# start of Input records

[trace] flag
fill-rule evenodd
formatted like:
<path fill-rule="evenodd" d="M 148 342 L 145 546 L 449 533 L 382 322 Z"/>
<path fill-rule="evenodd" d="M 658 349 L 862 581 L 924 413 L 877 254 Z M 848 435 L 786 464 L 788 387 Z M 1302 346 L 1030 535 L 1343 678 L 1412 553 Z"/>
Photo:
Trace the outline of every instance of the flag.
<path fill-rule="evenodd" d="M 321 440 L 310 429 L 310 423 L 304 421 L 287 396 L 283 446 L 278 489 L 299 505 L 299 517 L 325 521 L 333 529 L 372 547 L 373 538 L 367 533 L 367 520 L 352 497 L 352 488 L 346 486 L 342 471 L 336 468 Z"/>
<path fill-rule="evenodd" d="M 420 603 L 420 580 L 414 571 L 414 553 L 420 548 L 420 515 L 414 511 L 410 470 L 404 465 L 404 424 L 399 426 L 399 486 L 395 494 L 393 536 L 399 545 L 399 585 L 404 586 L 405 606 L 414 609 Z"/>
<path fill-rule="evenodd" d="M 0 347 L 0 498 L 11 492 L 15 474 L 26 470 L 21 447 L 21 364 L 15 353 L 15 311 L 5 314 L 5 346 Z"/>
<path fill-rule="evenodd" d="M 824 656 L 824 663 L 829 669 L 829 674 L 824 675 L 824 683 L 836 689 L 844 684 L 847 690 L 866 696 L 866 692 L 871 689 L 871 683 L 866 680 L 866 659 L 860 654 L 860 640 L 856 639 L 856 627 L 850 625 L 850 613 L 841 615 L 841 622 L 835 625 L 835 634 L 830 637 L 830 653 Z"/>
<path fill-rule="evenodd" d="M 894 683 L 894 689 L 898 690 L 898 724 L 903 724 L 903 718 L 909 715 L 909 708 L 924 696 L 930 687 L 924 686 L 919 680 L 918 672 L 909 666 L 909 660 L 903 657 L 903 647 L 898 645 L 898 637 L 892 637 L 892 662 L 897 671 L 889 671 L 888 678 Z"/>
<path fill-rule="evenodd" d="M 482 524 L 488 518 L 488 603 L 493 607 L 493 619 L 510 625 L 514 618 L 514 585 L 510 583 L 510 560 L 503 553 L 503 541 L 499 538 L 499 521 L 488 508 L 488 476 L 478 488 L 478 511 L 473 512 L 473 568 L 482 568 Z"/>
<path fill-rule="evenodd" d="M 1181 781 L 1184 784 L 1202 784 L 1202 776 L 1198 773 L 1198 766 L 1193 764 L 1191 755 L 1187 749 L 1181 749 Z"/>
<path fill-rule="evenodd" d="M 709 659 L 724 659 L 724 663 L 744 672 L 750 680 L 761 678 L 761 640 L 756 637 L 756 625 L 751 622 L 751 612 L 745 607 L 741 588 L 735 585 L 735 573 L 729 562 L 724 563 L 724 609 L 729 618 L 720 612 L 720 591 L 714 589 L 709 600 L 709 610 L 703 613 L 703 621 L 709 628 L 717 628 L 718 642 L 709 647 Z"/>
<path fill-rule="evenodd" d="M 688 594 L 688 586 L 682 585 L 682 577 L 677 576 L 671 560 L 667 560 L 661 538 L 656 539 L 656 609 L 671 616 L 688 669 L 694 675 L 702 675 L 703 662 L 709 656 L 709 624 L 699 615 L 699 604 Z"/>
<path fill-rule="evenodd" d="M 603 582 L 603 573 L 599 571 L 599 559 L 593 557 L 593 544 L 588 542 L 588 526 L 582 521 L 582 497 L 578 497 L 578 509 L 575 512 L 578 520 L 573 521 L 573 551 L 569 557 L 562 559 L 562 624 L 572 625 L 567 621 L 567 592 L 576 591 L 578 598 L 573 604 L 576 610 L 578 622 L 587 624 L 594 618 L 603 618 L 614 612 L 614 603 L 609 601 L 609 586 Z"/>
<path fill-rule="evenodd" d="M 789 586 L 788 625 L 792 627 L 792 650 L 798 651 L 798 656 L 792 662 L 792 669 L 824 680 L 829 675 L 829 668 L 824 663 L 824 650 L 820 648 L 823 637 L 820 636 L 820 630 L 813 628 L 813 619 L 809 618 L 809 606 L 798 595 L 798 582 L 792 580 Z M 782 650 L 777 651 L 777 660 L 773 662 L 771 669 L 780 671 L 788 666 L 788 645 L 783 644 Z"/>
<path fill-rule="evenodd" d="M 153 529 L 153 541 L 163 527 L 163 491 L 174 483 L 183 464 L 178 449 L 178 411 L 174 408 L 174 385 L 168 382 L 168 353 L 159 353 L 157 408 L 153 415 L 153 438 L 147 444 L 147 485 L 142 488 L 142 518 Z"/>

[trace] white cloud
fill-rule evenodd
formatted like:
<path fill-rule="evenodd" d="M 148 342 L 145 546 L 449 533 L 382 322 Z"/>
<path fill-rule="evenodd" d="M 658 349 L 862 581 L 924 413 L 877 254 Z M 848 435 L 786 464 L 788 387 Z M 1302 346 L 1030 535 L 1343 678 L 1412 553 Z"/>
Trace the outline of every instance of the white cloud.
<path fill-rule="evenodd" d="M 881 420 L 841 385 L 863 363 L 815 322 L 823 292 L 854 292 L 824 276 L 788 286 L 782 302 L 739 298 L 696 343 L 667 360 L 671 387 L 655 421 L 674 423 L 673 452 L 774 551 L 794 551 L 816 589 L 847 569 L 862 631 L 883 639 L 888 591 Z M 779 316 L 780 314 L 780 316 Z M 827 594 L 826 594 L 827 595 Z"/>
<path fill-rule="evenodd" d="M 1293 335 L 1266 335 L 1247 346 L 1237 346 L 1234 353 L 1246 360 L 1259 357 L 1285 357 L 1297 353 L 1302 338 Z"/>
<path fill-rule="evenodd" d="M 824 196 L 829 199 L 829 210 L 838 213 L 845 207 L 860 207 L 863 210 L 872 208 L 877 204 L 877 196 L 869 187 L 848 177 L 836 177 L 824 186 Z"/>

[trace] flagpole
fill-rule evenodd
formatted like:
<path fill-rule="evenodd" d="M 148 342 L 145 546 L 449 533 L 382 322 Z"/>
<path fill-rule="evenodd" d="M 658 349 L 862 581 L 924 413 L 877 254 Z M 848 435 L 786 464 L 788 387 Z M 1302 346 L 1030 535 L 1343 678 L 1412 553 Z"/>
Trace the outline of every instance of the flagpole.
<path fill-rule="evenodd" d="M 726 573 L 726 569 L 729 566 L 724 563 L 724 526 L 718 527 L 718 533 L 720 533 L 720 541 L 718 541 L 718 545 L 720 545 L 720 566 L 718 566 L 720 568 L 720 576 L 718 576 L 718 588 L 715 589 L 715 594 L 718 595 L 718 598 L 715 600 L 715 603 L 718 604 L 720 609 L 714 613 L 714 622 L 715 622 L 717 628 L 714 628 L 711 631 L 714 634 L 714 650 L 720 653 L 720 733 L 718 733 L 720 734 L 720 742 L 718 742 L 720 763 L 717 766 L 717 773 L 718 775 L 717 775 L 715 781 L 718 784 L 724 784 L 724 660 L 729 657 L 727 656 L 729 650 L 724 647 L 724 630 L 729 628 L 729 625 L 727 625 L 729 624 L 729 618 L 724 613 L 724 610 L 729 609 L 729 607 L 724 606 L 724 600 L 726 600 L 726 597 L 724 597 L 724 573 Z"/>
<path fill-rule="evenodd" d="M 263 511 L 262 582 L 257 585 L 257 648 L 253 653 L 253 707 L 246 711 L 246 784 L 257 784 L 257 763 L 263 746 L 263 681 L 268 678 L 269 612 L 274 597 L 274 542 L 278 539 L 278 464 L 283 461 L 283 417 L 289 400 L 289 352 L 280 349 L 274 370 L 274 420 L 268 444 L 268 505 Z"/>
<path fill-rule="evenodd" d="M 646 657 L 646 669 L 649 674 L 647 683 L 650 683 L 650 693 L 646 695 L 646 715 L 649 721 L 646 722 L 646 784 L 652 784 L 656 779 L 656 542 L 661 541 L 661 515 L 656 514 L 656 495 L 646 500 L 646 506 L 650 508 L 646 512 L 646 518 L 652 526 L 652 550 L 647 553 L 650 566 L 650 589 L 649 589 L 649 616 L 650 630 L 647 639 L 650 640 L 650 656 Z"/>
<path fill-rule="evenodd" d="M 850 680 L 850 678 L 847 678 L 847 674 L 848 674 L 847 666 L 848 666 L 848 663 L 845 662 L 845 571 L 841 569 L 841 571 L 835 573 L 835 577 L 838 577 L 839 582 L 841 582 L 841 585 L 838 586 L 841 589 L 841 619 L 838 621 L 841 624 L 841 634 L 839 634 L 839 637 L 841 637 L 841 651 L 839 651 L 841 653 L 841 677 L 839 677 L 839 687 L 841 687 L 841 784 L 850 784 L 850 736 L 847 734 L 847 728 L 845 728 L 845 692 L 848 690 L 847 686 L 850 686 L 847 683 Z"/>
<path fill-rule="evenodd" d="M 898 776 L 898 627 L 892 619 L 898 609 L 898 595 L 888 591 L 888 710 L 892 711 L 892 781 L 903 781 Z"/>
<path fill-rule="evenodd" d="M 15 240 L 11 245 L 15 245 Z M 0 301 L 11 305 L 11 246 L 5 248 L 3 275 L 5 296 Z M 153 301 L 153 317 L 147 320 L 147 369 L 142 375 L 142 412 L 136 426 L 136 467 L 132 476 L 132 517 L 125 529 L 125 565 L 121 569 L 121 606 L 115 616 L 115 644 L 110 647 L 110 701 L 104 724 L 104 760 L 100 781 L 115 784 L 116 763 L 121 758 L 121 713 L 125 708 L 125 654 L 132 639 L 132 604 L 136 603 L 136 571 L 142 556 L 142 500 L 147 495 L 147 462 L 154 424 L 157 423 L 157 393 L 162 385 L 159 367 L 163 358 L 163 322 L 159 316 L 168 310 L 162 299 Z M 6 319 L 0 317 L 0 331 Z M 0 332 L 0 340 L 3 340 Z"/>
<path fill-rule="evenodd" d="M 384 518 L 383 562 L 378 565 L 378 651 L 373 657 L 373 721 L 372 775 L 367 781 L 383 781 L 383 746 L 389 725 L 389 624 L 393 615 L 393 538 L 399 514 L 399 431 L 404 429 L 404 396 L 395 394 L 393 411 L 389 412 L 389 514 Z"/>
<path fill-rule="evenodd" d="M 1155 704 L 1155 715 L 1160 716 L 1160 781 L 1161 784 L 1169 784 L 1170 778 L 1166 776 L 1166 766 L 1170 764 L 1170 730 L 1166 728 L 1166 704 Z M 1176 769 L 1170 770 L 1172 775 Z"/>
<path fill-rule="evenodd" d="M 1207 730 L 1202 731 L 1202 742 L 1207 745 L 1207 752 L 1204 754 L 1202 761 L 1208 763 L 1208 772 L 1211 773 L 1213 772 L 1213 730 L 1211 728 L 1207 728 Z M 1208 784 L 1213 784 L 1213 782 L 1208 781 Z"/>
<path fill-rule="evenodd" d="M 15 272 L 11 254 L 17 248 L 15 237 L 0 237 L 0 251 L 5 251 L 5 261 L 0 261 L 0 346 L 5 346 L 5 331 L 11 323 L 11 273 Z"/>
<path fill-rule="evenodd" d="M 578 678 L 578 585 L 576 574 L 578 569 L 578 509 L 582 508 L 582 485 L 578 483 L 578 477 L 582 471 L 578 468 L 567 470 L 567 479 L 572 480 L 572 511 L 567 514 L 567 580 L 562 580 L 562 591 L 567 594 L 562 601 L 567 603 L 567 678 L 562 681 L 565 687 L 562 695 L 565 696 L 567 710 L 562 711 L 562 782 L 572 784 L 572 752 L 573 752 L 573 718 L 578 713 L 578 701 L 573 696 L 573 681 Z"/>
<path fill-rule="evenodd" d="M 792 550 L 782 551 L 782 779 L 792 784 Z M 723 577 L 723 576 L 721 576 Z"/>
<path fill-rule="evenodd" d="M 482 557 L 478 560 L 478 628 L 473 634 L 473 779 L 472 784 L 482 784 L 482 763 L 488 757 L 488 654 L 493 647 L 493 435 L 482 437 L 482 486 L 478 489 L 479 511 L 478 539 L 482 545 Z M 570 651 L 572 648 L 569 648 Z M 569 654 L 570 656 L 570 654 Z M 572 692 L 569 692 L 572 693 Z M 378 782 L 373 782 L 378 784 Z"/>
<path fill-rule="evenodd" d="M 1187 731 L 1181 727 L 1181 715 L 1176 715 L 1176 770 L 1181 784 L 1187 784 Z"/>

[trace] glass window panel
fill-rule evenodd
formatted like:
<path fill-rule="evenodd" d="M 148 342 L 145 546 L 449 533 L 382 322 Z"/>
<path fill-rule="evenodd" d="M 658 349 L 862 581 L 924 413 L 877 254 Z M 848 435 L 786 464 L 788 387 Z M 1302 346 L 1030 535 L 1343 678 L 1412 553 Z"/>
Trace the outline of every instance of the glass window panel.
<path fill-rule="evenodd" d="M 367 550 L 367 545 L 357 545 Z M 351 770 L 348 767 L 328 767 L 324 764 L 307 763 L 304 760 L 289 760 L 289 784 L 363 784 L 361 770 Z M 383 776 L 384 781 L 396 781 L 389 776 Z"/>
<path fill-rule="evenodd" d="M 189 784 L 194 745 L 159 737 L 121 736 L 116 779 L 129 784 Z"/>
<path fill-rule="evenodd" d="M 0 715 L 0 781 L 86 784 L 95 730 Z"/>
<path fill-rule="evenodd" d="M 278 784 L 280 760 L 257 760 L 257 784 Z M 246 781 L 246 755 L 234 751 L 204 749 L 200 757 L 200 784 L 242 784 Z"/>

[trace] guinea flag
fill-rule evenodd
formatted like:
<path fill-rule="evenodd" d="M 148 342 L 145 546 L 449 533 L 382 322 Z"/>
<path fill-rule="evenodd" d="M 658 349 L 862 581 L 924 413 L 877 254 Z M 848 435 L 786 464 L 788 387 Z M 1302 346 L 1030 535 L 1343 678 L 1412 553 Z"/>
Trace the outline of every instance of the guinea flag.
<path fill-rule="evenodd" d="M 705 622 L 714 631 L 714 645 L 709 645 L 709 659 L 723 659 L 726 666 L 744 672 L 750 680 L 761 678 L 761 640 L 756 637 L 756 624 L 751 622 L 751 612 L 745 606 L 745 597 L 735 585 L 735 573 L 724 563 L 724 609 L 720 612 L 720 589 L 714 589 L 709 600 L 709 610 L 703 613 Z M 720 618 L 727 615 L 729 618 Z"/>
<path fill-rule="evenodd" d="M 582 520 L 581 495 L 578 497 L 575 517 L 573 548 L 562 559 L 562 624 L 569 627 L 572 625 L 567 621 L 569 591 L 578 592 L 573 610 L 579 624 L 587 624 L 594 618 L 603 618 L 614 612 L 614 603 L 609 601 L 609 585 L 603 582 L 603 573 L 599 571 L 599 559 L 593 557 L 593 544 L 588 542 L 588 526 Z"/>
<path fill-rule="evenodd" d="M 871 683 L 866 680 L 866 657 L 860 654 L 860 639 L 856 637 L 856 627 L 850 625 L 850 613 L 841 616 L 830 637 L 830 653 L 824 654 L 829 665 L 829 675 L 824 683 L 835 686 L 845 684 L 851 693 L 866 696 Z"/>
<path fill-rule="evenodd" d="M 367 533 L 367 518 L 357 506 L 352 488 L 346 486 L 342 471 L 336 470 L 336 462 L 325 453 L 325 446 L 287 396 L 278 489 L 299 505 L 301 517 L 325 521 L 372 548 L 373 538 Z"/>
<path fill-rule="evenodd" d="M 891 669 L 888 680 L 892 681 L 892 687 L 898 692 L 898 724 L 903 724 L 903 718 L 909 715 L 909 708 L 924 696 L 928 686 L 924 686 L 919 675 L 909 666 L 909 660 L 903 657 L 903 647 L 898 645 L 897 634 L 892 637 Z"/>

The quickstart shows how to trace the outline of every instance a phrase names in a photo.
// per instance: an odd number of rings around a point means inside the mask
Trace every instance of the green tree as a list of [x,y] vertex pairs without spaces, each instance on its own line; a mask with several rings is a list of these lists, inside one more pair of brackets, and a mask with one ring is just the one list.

# end of Input records

Instructions to follow
Please gather each line of the records above that contains the word "every".

Answer in full
Trace the outline of every instance of the flag.
Trace the outline of every instance of the white cloud.
Trace the outline of every instance of the flagpole.
Trace the outline of every instance of the glass window panel.
Trace the outline of every instance of the guinea flag.
The quickstart shows how to trace the outline of every instance a phrase names in a photo.
Trace every instance of the green tree as a list of [x,y] vertex pairs without spaces, each instance on its own line; a mask with several rings is a list of these lists, inside one more pair of brackets, and a mask with one ring is just the one list.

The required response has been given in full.